__Task requirements__
Could you write out the records below exactly as they appear, leaving out any pictures?

[Coordinate annotation records]
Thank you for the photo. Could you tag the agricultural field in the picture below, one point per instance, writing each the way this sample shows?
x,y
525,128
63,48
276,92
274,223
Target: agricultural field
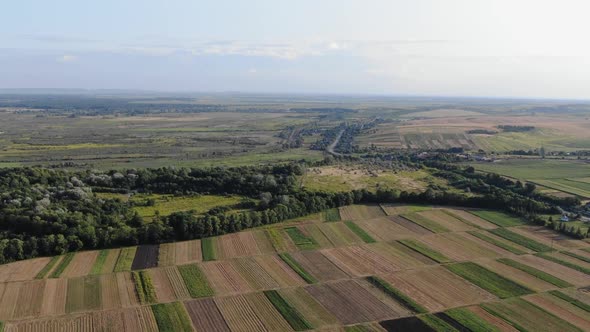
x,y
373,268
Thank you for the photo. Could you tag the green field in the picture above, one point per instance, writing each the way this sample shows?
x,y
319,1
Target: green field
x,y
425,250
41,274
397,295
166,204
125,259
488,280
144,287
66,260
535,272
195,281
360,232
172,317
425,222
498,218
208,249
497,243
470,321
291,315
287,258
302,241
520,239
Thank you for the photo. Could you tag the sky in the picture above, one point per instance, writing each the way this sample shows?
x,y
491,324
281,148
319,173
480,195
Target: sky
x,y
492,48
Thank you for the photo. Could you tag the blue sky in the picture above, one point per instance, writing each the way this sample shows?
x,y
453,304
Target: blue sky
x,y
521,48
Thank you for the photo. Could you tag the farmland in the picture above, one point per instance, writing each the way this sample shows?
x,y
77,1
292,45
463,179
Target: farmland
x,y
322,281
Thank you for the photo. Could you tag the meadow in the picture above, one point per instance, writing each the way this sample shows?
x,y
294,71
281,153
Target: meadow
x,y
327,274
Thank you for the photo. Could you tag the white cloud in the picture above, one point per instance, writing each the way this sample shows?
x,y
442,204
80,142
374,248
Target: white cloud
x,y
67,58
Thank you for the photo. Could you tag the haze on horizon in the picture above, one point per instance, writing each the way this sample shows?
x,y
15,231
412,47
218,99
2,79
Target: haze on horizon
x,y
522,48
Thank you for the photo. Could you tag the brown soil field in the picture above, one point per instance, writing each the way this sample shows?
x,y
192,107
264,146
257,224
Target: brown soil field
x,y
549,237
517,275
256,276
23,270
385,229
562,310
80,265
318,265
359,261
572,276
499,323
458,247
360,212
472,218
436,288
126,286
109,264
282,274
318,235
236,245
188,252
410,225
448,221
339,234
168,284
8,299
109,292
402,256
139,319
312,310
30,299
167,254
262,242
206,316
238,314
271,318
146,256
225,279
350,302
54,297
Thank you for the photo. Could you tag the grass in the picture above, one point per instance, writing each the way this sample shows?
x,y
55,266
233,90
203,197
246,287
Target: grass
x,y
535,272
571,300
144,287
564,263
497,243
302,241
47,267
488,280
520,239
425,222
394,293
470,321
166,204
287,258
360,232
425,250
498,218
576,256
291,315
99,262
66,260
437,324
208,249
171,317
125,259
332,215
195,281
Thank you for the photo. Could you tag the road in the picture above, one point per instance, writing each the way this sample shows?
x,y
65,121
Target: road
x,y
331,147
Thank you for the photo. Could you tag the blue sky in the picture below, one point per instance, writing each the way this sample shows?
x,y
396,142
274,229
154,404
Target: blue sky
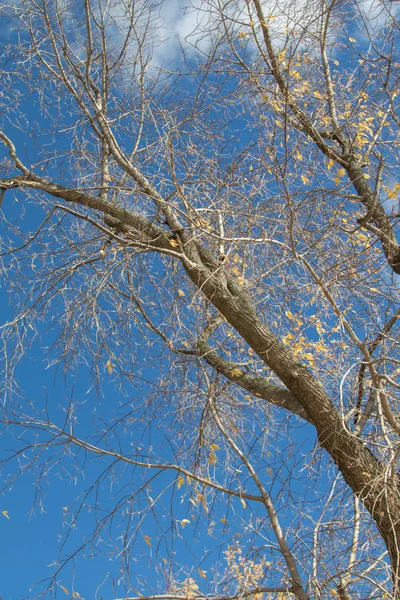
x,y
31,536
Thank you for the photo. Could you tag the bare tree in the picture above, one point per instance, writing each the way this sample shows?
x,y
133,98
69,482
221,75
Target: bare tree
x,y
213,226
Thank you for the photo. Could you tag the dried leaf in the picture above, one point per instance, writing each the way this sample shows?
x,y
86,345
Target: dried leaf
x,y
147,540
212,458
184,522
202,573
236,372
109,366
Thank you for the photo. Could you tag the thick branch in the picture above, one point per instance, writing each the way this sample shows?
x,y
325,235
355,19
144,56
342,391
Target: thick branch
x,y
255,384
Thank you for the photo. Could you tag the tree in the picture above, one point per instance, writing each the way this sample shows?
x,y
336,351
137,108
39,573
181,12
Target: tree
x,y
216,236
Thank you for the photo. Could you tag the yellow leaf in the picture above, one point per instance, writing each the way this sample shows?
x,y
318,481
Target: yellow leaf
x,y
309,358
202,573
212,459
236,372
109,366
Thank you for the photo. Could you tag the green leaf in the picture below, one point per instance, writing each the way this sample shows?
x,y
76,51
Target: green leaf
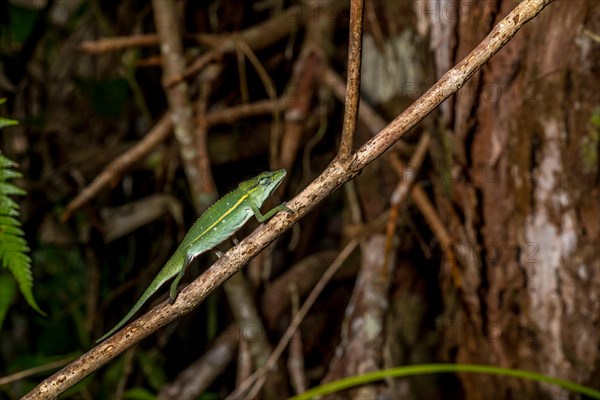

__The result__
Thank you for the photo. Could you tag the agricultural field in the picture below, one point per instance, writing each the way this sample shows?
x,y
525,128
63,48
276,92
274,223
Target: agricultural field
x,y
373,268
Thank you for the photo. Could you tag the green field in the picture above, one point per instance, writing each the way this sample shows?
x,y
319,1
Target: green field
x,y
425,250
41,274
397,295
166,204
125,259
488,280
144,287
66,260
535,272
195,281
360,232
172,317
425,222
498,218
208,249
497,243
470,321
291,315
287,258
302,241
520,239
Thank you for the photo. Could you tag the sky in the picture above, one point per instance, writing each the way this sample shows?
x,y
491,324
281,148
319,173
480,195
Target: sky
x,y
492,48
Thank you for the photo. Could you tag the blue sky in the picture above, one point per instance, writing each the way this sample shows?
x,y
453,304
Target: blue sky
x,y
521,48
Thank you for the photo. Could you tag the farmland in the picture above, one point per instance, writing each the way this sample shows?
x,y
77,1
292,45
463,179
Target: farmland
x,y
322,281
Thank you for the photo. Could you tag the meadow in the picture above, one point per instance, writing each the way this sample shows?
x,y
294,71
281,153
Target: meadow
x,y
327,274
Thank you for the photo. Could you tag the white cloud in the picture above, one point per instance, writing each the way this sample shows?
x,y
442,204
80,142
374,248
Target: white cloud
x,y
67,58
Thank you for the photo. Could you tag the haze on horizon in the picture above, one point per instance, writing each the way this sample shows?
x,y
15,231
412,47
218,99
2,79
Target: haze on horizon
x,y
522,48
Thank you for the photo. Could you tag the brown soil field in the picture above, one point per instance, writing each the way this sample shows?
x,y
192,107
264,146
257,224
Target: brown soil field
x,y
549,237
517,275
256,276
23,270
385,229
562,310
80,265
318,265
359,261
572,276
499,323
458,247
360,212
472,218
436,288
126,286
109,264
282,274
318,235
236,245
188,252
410,225
448,221
339,234
168,284
8,299
109,292
402,256
139,319
312,310
30,299
167,254
262,242
206,316
238,314
271,318
146,256
225,279
350,302
54,297
Thank you for the photo. Could you tag the grass in the picture above, one point per instance, writing each the way this sample shows?
x,y
55,266
233,90
203,197
246,287
Target: grass
x,y
535,272
571,300
144,287
564,263
497,243
302,241
47,267
488,280
520,239
425,222
394,293
470,321
166,204
287,258
360,232
425,250
498,218
576,256
291,315
99,262
66,260
437,324
208,249
171,317
125,259
332,215
195,281
Thank you for the photo. Could you tag the road in the picture above, one point per instance, writing each the way this sample shows?
x,y
65,121
Target: road
x,y
331,147
Thank you for the photo. Could you tag the blue sky in the picture below, one point per instance, writing each the way this sample shows?
x,y
396,142
274,229
154,404
Target: blue sky
x,y
31,536
Thank you for the photo. Could you tag the bare tree in the picture above, one point per instance, writing each the way this sample shows?
x,y
133,98
69,482
221,75
Target: bare tree
x,y
213,226
Thank you for the photo. Could you tag the dried leaf in the picture above, one point per instance, writing each the way this sample shows?
x,y
86,345
Target: dried leaf
x,y
147,540
212,458
184,522
202,573
236,372
109,366
Thank you for the photo. Could you tag the thick branch in the picture above, one point per instance, writing each the way this sample shows?
x,y
325,235
355,19
144,56
342,391
Target: thick branch
x,y
255,384
Thank you for the photo. Could you tag the tree in the picture above, one point per instance, writing each the way this sample shows?
x,y
336,351
137,108
39,573
181,12
Target: tree
x,y
216,236
Thank you for the photo. Could you tag the yellow leaf in the picture above, one point per instance, writing each the way this sample shows?
x,y
318,481
Target: yellow leaf
x,y
309,358
202,573
212,459
236,372
109,366
Thank you for the photo. Could you tag the green leaf in the picture below, one point per instance, writing each the way this sample shows?
x,y
76,51
Target: green leaf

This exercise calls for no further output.